▶ **Task item**
Would you restate all the data that follows, word for word?

▶ **Input data**
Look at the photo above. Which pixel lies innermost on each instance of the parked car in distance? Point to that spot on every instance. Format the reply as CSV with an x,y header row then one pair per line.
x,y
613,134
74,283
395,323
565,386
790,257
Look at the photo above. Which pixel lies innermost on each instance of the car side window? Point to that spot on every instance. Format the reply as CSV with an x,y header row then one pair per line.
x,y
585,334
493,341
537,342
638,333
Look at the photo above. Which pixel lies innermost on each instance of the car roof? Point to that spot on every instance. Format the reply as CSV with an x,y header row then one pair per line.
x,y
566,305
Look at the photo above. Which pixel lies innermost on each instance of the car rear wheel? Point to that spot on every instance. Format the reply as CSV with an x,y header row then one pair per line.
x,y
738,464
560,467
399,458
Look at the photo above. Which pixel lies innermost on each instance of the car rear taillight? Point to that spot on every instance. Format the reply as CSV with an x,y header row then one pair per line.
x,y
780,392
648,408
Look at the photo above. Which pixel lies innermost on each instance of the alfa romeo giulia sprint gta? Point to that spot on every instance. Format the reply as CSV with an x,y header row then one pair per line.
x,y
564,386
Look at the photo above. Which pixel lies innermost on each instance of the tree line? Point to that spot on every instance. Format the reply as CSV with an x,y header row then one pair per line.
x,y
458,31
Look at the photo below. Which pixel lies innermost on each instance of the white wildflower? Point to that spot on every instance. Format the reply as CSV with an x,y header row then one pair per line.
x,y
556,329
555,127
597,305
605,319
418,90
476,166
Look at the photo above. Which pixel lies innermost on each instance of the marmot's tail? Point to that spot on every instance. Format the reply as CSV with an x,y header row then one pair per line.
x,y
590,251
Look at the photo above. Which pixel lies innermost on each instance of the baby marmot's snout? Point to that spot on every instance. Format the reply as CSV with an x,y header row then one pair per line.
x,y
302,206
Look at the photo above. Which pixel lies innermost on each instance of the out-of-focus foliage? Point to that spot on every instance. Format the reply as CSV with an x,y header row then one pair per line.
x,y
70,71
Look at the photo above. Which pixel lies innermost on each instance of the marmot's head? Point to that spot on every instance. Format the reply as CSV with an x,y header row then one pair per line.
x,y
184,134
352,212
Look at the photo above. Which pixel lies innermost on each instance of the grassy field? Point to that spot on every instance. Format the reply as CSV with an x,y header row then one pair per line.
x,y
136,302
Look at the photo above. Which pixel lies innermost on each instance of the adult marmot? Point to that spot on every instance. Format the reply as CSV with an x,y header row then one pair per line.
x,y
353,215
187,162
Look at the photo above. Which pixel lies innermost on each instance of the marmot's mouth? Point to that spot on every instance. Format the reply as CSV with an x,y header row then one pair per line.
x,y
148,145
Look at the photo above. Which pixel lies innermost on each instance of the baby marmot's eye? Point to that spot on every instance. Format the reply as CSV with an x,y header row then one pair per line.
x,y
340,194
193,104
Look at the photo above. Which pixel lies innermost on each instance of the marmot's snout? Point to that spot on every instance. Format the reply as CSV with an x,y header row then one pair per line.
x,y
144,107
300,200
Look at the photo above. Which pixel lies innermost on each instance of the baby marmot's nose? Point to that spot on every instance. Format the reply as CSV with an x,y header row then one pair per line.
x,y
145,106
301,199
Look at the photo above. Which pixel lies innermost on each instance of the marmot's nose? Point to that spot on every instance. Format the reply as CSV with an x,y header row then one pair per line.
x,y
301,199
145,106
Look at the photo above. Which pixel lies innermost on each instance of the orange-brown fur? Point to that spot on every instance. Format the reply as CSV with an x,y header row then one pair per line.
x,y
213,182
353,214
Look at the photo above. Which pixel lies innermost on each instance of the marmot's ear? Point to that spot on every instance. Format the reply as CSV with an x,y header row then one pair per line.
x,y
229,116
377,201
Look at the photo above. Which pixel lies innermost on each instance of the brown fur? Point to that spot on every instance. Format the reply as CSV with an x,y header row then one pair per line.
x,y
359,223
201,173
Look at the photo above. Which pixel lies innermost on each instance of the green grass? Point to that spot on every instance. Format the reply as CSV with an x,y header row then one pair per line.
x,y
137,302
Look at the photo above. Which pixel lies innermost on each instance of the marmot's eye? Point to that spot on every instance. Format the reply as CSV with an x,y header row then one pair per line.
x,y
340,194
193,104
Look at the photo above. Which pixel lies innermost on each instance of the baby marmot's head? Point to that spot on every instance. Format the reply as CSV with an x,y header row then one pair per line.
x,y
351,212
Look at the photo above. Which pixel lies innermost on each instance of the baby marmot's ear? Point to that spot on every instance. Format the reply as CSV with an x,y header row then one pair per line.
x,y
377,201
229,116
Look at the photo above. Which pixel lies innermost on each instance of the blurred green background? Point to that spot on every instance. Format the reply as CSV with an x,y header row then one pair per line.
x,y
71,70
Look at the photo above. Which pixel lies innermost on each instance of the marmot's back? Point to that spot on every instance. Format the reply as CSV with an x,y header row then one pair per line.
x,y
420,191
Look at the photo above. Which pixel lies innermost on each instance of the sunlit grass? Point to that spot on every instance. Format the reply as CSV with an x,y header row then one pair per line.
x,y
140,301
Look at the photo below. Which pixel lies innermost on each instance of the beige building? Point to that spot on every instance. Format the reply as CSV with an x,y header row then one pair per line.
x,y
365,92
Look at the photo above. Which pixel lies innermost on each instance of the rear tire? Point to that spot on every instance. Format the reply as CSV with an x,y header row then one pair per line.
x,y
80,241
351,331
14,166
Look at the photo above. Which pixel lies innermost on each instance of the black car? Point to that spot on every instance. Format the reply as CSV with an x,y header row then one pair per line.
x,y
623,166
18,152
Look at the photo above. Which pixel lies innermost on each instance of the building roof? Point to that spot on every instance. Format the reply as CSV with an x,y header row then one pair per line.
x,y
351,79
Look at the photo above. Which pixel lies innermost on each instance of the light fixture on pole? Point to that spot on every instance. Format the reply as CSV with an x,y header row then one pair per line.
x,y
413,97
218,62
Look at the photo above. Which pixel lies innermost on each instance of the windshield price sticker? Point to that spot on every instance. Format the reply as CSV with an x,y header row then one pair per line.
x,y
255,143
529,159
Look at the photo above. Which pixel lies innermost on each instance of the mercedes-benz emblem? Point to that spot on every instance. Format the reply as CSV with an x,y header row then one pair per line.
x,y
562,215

▶ **Answer to this task**
Look at the photo above. Which pixel lies innermost on each instance of the parked car in distance? Point to that spot on every instance. Format the reply as CSV with an x,y header row then one pair per line.
x,y
613,134
74,283
395,323
565,386
790,257
Look at the photo above. Which pixel lies innermost on each instance of the car side window? Point to that spot on every instance. Format the reply as CSV with an x,y header row then one pair per line.
x,y
585,334
493,341
537,342
638,333
Look at the photo above. Which pixel lies innermost on each instance of the car roof? Point to that spot on every instance. Format the reply as CSV with an x,y header row then one pair per line.
x,y
566,305
Look at the photo above. Which pixel lies innermost on each instance of the car rear wheel? Point to that spot on every instance. Format the reply as CSV with an x,y header row then one pair per line.
x,y
738,464
560,467
399,458
Look at the photo above. Which pixel lies innermost on each instance of the car rear taillight? Point to that spot on every instance. Format the reply as CSV with an x,y header row then one pair per line.
x,y
780,392
648,408
Look at the photo above. Which pixel lies innermost on each instance of the alfa romeo giulia sprint gta? Point to that spot on every instance. Format the reply as CSV with an x,y header row then one pair per line.
x,y
564,386
Look at the photo above. Which pixel lies innermost on each instance of the tree line? Point to that spot on every instance. Format the reply as CSV with an x,y header row then one pair per line.
x,y
458,31
Look at the photo below. Which pixel lies innermost on each instance of the white wildflower? Point to that spot on every instance. Format the reply as CSV with an x,y header row then one pair per line.
x,y
556,329
555,127
597,305
605,319
418,90
476,166
Look at the photo above. Which pixel lies innermost on each instance of the marmot's tail? Point to that spot on every instance. Format the reply as CSV with an x,y header row then one pair per line.
x,y
590,251
Look at the photo above. Which pixel lies innermost on each instance of the baby marmot's snout? Point to that spot on every instance. Format the reply as CSV with an x,y header row then one pair per line.
x,y
302,206
Look at the photo above. Which pixel lies innermost on each instance of the out-of-focus foliage? Point to that spot on every instance. Format the reply as CSV with an x,y header row then one pair per line.
x,y
70,71
Look at the photo above. Which pixel lies innermost on each instance of the marmot's head? Point to that spot on every instance. Format the reply as CSV with an x,y header row then one pair per line.
x,y
184,134
352,212
Look at the photo above. Which pixel lies innermost on each instance of the grassy field? Point to that spot on every instance. Format the reply as CSV with an x,y header row then one pair per line.
x,y
136,302
Look at the photo above. Which pixel lies innermost on each instance of the adult marmot? Point to that spot on every instance. Format the reply as CSV with an x,y header row then one pair per line.
x,y
353,215
187,162
Look at the photo above. Which pixel lies innermost on each instance of the marmot's mouth? Point to that spot on every instance. Format the reply as CSV with an x,y header row then one pair per line.
x,y
148,145
Look at the photo above. Which pixel lies innermost on each instance of the baby marmot's eye? Point to that spot on every instance. Format the reply as CSV with an x,y header row then one pair per line.
x,y
340,194
193,104
Look at the photo above. Which pixel lies innermost on each instance of the marmot's snout? Point to that spot on every instance. Format the reply as CSV with an x,y header row then one pair per line.
x,y
144,107
300,200
Look at the photo above. Which pixel lies innermost on each instance of the baby marmot's nose? Point to that spot on every instance. Format the reply as CSV with an x,y header row then one pair per line.
x,y
145,106
301,199
Look at the photo above. Which pixel lies innermost on each instance of the marmot's nose? Point to that spot on every instance. Format the reply as CSV with an x,y header row then one pair per line.
x,y
301,199
145,106
Look at the photo above. Which pixel lies innermost on each instance of the orange-brown fur? Point to that spot on every instance. Format the reply as CSV with an x,y header row then one pair per line.
x,y
213,182
353,214
Look at the photo above. Which pixel lies innermost on each instance of the marmot's ear? Point to that spot on every instance. Format the reply as CSV with an x,y header row then one pair per line.
x,y
229,116
377,201
Look at the photo above. Which pixel lies innermost on each instance of the brown fur? Point to that spot on every instance. Format the reply as CSV with an x,y header row then one pair per line.
x,y
359,223
201,173
Look at the photo above. Which pixel lies innermost on each instance of the green grass? Point to that spot on every instance. Format the reply as CSV with an x,y header row then one pair per line.
x,y
137,302
Look at the photo above. Which pixel lies innermost on each instance of the marmot's eye? Point to that spot on every instance. Format the reply as CSV with an x,y header row then one pair per line.
x,y
340,194
193,104
Look at the photo above. Which pixel lies innermost on each instance of the baby marmot's head? Point to that spot on every instance. Format the reply as CSV with an x,y header row then one pair per line.
x,y
351,212
Look at the photo above. Which pixel lies innermost on each instance of the baby marmot's ear? Point to that spot on every instance. Format the reply as CSV with an x,y header row then one pair per line.
x,y
377,201
229,116
Look at the photo above. Which pixel lies innermost on each instance of the blurred green background? Point to that spot on every instance. Format the reply as CSV with an x,y header row then one pair per line.
x,y
71,70
Look at the photo above. Which pixel lies innermost on each instance of the marmot's back? Point to that spot on every instance. Format the reply as CSV with an x,y header row then one pair per line.
x,y
420,191
Look at the photo above. Which pixel lies innermost on each instance of the sunlit grass? Point to that spot on every instance. Format the reply as CSV with an x,y header row then one pair per line.
x,y
140,301
Look at the photo below. Which pixel lies innermost on each instance of the beige building? Point to that spot on every instance. Format the reply as CSV with an x,y header row then one pair per line.
x,y
365,92
Look at the photo above. Which pixel lies innermost on each instance of the rear tire? Point to that spot on every instance. Format the reply as CSV with an x,y header row then one pair per line.
x,y
80,241
351,331
14,166
Look at the photo above. Which pixel lies innermost on each instance of the black car? Point to that spot on every instance. Format the reply as CSV with an x,y header row then one pair per line.
x,y
623,166
18,152
Look at the photo above. Which pixel lies innermost on each instance of the building roof? Point to that spot on every instance. Format the reply as CSV with an x,y header row then one pair per line.
x,y
351,79
Look at the photo above. Which pixel lies innermost on each instance of the light fixture on pole? Point to that spot on every instance. Format the reply as CSV with an x,y header row then one pair per line.
x,y
413,97
218,62
Look at the photo above. Which pixel lies innermost on each instance of the windshield price sticker? Point to that spot on every instance. Format the reply as CSV with an x,y header row then one pair per line.
x,y
255,143
529,159
Look at the photo above. Which pixel lies innermost on each instance of the mercedes-benz emblem? Point to that spot on every instance. Format the reply as CSV with an x,y header row then one pair per line.
x,y
562,215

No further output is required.